▸ Task goal:
After locating the line that holds "When the pointer", output it and all following lines word for word, stopping only at the end of the data.

▸ Data section:
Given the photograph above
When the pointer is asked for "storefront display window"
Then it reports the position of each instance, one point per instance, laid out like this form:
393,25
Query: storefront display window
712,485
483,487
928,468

▸ Response below:
When the pointer is asked for "storefront display window"
Then it reports the position of each instance, one point per instance, laid out like this form:
393,25
Query: storefront display window
712,485
483,487
928,468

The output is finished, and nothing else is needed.